• _Instruções do exercício_
Transcreva, sem alterações, o trecho do texto sobre o caso de Chris Tapp que começa pelas palavras “Aquela pergunta lhe” e vai até “corrigir condenações errôneas.”.

Aquela pergunta lhe atormentaria por anos, por décadas, para ser mais preciso. Apesar do caso ter esfriado dois anos depois da prisão, ela nunca perdeu a esperança em prender os outros responsável pela morte da filha. Pelo menos era assim que ela enxergava o caso na época.
Depois de ouvir diversos especialistas e passar anos atrás estudando sobre DNA, Carol conseguiu contato com Greg Hampikian, fundador do Idaho Innocente Project, iniciativa dedicada a corrigir condenações errôneas.
Greg, então, analisou as diversas horas de interrogação de Tapp e chegou à seguinte conclusão: esse cara é inocente. “Eu fiquei com essas fitas por anos até finalmente sentar para vê-las. Mas quando o fiz, fiquei indignada com a polícia porque eles perguntavam algo a Chris e eles mesmos respondiam por ele”, declarou Carol.

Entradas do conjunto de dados
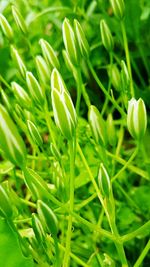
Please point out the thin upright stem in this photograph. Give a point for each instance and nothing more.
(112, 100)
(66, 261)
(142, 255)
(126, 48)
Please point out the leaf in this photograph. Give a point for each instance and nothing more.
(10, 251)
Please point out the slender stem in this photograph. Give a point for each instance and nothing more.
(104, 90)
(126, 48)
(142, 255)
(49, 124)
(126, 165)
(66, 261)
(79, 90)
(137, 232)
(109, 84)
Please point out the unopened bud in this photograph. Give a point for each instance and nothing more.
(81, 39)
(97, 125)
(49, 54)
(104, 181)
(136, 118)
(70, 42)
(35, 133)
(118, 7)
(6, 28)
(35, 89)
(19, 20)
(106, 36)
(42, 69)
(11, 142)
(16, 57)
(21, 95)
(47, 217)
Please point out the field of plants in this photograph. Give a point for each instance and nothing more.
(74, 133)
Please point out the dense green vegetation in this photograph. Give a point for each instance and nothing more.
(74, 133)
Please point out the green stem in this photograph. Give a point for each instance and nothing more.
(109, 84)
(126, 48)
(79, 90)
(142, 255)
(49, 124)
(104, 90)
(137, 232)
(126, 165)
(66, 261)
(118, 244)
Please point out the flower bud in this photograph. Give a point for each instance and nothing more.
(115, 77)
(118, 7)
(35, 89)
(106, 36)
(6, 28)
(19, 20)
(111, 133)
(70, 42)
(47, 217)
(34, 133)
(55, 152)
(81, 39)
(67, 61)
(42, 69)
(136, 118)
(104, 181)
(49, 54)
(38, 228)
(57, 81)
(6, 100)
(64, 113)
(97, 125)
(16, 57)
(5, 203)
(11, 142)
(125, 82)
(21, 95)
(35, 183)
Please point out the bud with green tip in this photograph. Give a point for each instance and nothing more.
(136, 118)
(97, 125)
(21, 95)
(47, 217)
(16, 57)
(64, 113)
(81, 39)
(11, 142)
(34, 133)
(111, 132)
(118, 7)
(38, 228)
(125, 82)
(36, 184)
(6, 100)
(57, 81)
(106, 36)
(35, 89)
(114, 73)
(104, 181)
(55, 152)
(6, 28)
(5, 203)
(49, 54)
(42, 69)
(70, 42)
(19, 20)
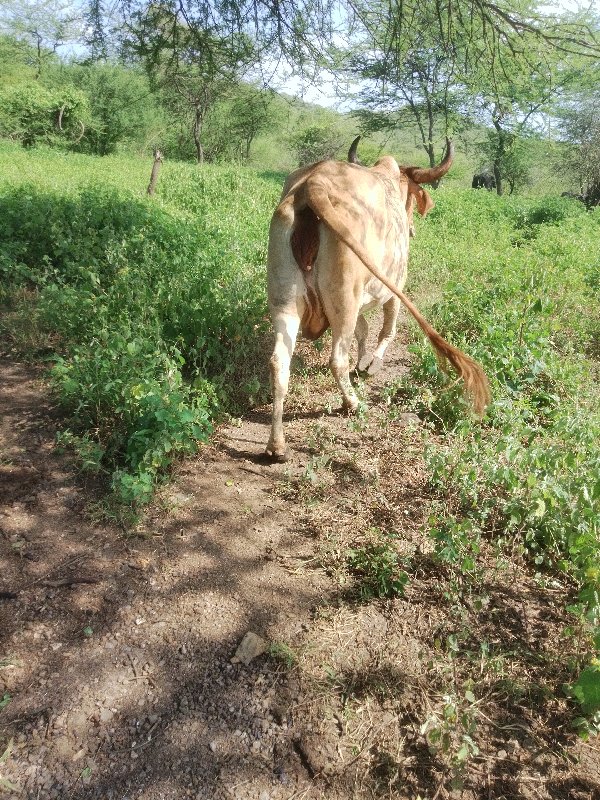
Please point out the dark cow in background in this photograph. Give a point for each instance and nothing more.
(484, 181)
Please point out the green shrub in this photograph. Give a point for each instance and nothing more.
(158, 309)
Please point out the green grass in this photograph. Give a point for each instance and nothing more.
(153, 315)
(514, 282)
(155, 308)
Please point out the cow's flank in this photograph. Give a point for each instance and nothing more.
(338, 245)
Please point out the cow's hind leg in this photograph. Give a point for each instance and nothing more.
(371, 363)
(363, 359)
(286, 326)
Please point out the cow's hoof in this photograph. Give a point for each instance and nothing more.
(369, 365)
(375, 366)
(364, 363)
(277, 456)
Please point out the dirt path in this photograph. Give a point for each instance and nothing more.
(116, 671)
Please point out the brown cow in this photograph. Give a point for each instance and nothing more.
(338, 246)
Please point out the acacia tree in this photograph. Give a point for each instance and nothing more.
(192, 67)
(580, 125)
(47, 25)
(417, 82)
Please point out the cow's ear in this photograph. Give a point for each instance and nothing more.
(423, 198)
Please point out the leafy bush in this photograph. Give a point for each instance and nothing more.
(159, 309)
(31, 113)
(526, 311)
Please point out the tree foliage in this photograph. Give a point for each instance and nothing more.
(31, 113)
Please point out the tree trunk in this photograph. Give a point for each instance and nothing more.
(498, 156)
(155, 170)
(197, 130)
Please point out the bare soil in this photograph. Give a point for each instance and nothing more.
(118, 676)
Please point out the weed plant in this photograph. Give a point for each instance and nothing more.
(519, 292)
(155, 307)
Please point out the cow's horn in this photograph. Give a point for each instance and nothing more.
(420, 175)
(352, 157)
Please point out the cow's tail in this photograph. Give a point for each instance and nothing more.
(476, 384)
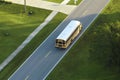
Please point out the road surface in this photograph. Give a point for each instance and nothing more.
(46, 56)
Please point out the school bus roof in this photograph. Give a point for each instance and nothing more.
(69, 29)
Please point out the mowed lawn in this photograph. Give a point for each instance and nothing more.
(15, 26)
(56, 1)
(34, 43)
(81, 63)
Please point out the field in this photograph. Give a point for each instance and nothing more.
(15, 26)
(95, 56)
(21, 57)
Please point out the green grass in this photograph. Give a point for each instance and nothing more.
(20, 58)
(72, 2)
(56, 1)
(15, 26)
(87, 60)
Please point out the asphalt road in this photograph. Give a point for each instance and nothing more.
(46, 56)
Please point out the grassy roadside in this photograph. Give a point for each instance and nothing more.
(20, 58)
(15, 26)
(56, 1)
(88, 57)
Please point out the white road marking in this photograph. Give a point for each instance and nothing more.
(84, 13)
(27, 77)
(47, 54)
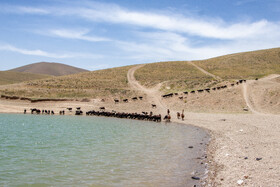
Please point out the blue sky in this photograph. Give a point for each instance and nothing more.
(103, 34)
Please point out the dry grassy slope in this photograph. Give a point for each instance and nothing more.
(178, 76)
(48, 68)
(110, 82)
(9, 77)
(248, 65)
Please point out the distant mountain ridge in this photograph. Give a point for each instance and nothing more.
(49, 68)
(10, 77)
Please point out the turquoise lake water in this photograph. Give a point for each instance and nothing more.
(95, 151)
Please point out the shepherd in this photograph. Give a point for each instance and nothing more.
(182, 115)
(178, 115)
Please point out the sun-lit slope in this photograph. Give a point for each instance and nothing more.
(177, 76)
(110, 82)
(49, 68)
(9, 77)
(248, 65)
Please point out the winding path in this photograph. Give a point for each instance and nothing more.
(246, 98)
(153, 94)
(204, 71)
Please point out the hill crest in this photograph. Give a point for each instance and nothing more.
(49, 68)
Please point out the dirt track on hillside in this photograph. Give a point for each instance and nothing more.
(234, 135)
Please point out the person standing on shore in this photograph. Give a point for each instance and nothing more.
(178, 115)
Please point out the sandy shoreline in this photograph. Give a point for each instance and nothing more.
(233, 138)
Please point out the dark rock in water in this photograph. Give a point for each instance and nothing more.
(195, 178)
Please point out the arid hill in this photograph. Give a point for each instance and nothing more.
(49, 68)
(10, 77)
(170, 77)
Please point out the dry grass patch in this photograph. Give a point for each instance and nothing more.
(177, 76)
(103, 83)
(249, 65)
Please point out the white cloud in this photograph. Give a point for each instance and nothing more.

* * *

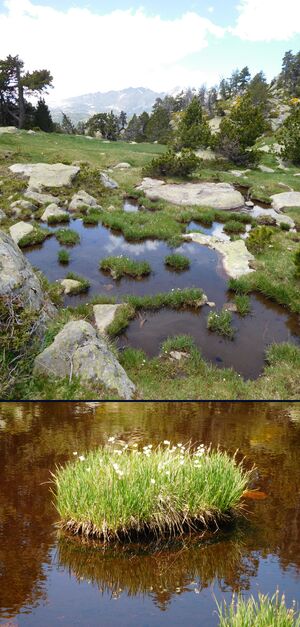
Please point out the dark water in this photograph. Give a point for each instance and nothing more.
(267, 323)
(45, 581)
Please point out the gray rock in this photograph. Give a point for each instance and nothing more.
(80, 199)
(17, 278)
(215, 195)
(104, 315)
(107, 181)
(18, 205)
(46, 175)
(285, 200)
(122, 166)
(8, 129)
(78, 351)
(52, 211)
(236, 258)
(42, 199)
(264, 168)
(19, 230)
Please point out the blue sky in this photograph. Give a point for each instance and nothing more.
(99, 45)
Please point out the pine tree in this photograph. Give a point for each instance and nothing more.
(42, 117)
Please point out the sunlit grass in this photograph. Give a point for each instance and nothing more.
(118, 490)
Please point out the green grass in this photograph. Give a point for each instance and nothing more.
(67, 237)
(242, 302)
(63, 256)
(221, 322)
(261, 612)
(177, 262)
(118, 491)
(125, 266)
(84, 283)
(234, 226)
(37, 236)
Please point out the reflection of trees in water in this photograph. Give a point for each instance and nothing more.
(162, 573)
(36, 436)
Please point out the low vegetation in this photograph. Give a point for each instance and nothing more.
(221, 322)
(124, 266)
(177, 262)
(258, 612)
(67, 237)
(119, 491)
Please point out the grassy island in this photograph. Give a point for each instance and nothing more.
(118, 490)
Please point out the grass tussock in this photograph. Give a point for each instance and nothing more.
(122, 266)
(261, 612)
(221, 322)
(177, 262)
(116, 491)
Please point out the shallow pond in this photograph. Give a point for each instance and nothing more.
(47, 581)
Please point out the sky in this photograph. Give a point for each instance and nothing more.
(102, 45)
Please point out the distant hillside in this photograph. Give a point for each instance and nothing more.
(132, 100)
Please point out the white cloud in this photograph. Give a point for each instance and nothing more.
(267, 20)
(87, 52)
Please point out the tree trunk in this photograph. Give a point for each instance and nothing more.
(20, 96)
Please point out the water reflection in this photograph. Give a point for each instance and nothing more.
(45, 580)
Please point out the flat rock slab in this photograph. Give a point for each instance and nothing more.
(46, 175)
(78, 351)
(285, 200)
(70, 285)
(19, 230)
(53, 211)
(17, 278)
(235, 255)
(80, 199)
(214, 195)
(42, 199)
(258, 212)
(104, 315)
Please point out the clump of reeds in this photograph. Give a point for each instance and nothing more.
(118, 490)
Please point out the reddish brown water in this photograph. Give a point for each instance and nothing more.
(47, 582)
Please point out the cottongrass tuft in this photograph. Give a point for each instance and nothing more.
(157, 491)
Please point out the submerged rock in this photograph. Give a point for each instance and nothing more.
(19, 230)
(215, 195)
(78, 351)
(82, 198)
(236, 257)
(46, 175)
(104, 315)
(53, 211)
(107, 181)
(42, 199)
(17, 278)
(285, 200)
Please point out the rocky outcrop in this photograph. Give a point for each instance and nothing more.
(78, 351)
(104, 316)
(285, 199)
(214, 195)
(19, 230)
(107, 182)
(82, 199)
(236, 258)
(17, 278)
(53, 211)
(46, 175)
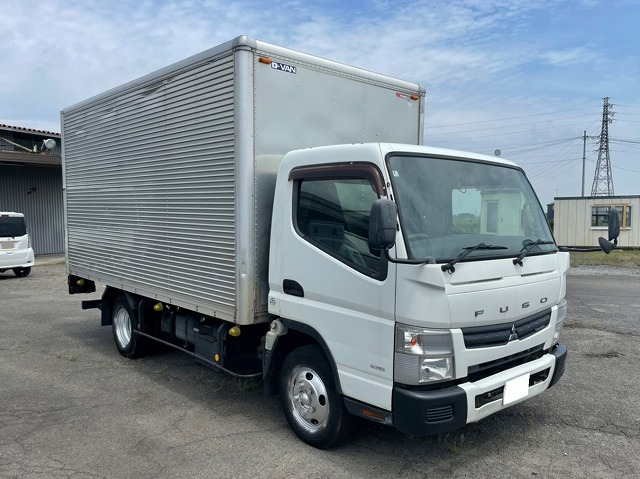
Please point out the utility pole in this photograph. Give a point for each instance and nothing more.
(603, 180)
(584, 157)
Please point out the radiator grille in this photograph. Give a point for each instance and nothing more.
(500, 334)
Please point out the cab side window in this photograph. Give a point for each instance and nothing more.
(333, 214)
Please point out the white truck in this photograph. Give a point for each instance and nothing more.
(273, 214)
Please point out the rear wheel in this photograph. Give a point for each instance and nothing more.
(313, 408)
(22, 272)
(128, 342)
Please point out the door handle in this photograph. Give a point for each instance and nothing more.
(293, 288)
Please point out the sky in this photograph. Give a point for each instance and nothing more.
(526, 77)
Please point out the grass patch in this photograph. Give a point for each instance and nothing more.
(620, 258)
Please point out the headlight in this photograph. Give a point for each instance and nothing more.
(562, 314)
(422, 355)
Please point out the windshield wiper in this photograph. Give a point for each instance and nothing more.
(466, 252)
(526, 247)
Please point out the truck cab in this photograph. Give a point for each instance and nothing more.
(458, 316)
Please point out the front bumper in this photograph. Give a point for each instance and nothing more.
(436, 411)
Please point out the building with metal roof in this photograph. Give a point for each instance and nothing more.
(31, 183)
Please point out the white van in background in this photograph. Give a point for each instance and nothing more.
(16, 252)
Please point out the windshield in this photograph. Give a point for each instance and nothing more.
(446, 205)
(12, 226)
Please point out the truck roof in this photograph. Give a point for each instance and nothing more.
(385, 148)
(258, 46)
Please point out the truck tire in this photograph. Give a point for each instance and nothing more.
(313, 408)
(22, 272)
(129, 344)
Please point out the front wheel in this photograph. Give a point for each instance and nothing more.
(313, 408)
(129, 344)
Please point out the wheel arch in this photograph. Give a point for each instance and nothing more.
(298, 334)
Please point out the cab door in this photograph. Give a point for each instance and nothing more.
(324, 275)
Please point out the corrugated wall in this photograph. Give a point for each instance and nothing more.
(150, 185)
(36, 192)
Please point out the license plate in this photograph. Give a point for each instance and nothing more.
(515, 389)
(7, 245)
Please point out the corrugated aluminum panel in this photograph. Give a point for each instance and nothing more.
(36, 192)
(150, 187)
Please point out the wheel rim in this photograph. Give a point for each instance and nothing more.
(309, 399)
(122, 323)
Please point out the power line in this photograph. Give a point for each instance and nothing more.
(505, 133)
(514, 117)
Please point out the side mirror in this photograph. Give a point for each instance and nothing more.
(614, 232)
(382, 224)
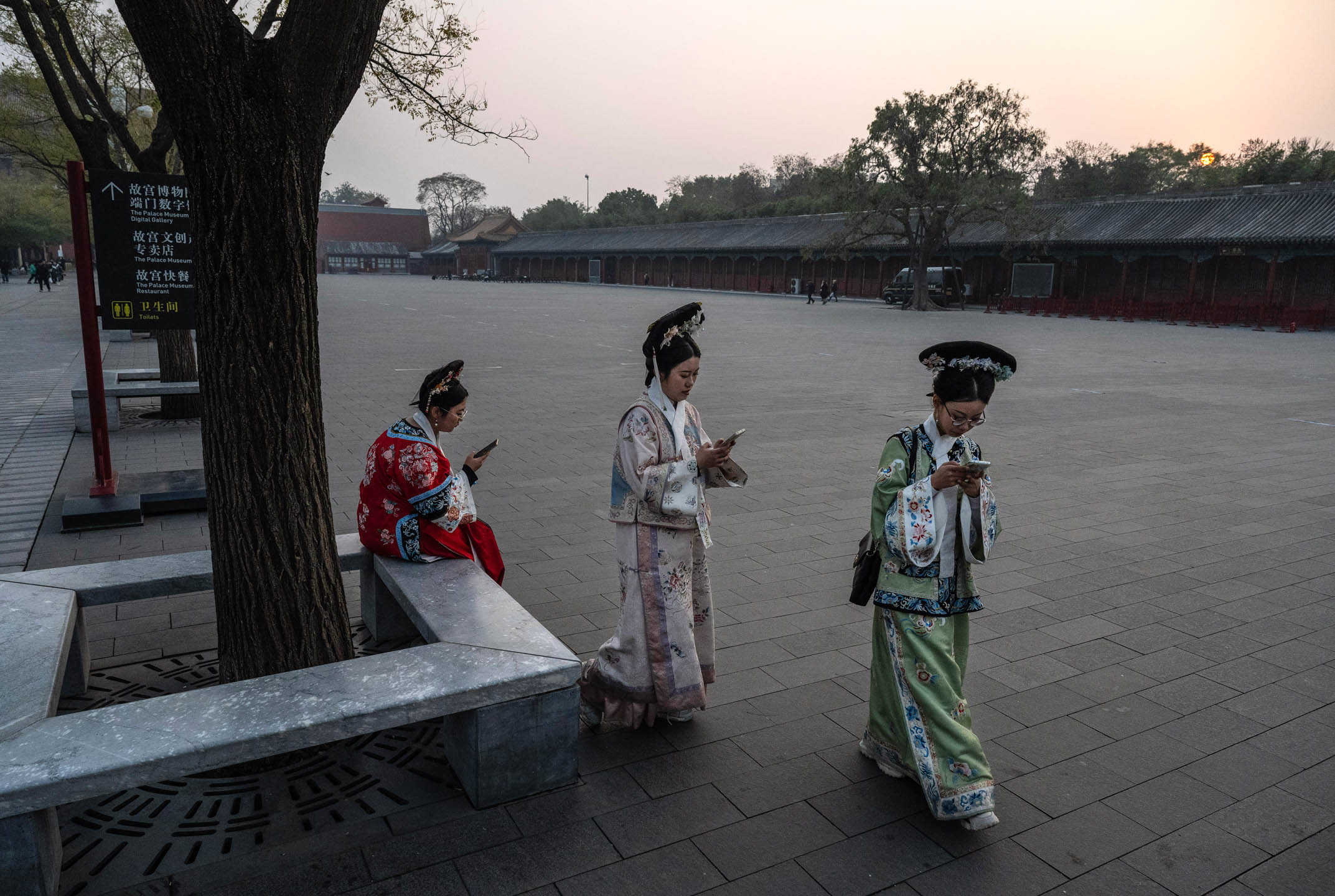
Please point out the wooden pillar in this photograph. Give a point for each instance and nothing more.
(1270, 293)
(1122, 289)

==

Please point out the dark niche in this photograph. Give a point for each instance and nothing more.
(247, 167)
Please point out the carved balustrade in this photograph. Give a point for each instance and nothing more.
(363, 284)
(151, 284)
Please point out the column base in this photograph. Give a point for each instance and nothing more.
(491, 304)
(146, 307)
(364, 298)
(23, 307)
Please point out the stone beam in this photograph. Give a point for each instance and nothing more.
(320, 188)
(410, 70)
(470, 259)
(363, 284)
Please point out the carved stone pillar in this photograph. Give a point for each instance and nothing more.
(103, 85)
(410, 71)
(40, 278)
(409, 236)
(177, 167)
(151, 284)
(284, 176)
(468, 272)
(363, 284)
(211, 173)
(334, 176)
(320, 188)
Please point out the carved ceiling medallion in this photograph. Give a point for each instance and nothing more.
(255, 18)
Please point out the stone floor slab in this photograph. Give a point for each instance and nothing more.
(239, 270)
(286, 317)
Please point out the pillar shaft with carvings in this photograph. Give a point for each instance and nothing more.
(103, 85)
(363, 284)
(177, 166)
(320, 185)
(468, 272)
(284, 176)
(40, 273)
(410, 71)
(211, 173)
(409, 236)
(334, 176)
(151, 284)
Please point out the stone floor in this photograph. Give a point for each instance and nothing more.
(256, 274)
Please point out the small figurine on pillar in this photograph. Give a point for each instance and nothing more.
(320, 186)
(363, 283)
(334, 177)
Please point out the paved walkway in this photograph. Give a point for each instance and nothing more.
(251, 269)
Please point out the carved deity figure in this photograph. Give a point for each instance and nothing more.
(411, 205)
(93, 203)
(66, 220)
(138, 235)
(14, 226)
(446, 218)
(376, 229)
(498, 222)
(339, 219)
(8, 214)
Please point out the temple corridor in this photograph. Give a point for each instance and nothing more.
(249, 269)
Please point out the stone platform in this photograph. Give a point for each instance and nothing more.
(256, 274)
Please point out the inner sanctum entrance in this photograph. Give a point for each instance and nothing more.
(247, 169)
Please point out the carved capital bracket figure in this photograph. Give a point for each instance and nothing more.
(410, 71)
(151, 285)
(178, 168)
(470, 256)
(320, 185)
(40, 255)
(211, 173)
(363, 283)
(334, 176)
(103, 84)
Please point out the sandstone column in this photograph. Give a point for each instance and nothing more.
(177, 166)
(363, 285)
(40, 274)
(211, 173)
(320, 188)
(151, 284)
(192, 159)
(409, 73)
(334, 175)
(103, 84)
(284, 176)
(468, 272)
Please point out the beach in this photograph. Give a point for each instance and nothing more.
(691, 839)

• _Resultado do exercício_
Aquela pergunta lhe atormentaria por anos, por décadas, para ser mais preciso. Apesar do caso ter esfriado dois anos depois da prisão, ela nunca perdeu a esperança em prender os outros responsável pela morte da filha. Pelo menos era assim que ela enxergava o caso na época.
Depois de ouvir diversos especialistas e passar anos atrás estudando sobre DNA, Carol conseguiu contato com Greg Hampikian, fundador do Idaho Innocente Project, iniciativa dedicada a corrigir condenações errôneas.